▶ [DOCUMENT SEGMENT]
★ ★ ★ ★ ★

NEW YORK — 2X, a pioneer of the marketing-as-a-service (MaaS) solution for the business-to-business (“B2B”) sector, announced today that Recognize, a technology investment platform, made a significant strategic investment to continue catalyzing growth in the company. This is the first institutional investment in 2X and accelerates its roadmap of evolving marketing for leading organizations in the B2B space.

B2B marketing is at an inflection point. Recent transformation in the space has been driven predominantly by software tools and technology platforms. Despite a US market size of over $850 billion in 2022, the marketing services sector has seen limited disruption. With Recognize’s support, 2X is redefining the B2B marketing services landscape.

“Our partnership with Recognize allows 2X to level up our capabilities and build things our clients need and want,” said Domenic Colasante, CEO and co-founder of 2X. “Working with Recognize will elevate our infrastructure to better service our clients with on-shore account management, expanded time-zone coverage, global delivery centers, and consulting services. The investment expands our capabilities around technology implementation and management and will increase our value to both enterprise-sized and PE-portfolio clients.”

★ ★ ★ ★ ★

▶ [PROVIDED DATA]
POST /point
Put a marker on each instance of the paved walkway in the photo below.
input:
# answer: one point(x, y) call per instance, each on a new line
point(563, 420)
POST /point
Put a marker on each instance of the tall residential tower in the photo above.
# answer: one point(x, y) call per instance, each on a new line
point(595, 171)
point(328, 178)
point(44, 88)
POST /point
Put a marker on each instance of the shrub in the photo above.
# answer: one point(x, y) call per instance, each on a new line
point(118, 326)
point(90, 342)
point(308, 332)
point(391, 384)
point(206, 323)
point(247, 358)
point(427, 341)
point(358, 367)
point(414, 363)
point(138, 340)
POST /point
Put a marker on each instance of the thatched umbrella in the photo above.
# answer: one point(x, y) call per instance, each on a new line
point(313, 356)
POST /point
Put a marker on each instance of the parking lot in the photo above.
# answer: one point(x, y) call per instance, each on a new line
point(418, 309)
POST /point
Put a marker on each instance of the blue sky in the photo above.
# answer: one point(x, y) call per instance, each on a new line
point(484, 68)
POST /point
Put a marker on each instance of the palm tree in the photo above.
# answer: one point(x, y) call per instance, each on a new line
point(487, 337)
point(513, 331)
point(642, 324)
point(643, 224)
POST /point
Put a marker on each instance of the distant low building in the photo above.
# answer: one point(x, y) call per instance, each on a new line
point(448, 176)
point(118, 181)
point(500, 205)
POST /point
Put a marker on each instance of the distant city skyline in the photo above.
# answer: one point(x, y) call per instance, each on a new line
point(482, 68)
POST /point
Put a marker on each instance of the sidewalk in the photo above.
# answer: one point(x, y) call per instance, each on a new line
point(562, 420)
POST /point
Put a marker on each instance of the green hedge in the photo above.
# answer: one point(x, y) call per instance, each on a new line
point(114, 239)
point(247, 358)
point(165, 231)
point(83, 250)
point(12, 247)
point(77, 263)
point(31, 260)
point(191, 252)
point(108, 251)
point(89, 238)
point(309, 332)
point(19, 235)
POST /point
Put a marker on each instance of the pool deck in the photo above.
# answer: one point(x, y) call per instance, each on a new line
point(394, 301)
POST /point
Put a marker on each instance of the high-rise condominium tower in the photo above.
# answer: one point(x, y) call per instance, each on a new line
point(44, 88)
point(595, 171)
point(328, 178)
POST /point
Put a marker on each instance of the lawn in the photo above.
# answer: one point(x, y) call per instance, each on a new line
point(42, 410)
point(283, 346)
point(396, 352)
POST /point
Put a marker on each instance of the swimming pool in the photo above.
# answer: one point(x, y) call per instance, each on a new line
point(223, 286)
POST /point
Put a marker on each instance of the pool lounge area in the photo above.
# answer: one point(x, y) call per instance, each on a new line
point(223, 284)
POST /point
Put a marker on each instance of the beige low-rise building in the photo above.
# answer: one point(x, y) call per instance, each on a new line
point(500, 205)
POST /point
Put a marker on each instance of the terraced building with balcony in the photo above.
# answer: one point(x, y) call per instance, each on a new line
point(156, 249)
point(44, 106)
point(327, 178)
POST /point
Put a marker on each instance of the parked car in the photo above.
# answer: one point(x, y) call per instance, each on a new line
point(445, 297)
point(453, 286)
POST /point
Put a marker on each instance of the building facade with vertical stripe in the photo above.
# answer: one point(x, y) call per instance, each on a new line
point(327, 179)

★ ★ ★ ★ ★

▶ [WORK TO DO]
• a. Print the portion of the 2X announcement from "NEW YORK — 2X, a" up to and including "marketing services landscape.", keeping every word unchanged.
• b. Answer these questions using the 2X announcement, one answer per line and marked the same way:
(i) What kind of platform is Recognize described as?
(ii) What US market size for 2022 does the 2X announcement give?
(iii) What position does Domenic Colasante hold at 2X?
• c. Turn the paragraph of the 2X announcement that opens with "B2B marketing is at an inflection point" into a short bulleted list that keeps its main facts.

▶ [EXERCISE RESULTS]
• a.
NEW YORK — 2X, a pioneer of the marketing-as-a-service (MaaS) solution for the business-to-business (“B2B”) sector, announced today that Recognize, a technology investment platform, made a significant strategic investment to continue catalyzing growth in the company. This is the first institutional investment in 2X and accelerates its roadmap of evolving marketing for leading organizations in the B2B space.

B2B marketing is at an inflection point. Recent transformation in the space has been driven predominantly by software tools and technology platforms. Despite a US market size of over $850 billion in 2022, the marketing services sector has seen limited disruption. With Recognize’s support, 2X is redefining the B2B marketing services landscape.

• b.
(i) A technology investment platform.
(ii) Over $850 billion.
(iii) CEO and co-founder.

• c.
- B2B marketing is at an inflection point.
- Recent change in the space has come mainly from software tools and technology platforms.
- The marketing services sector has seen limited disruption despite a US market size of over $850 billion in 2022.
- With Recognize's support, 2X is redefining B2B marketing services.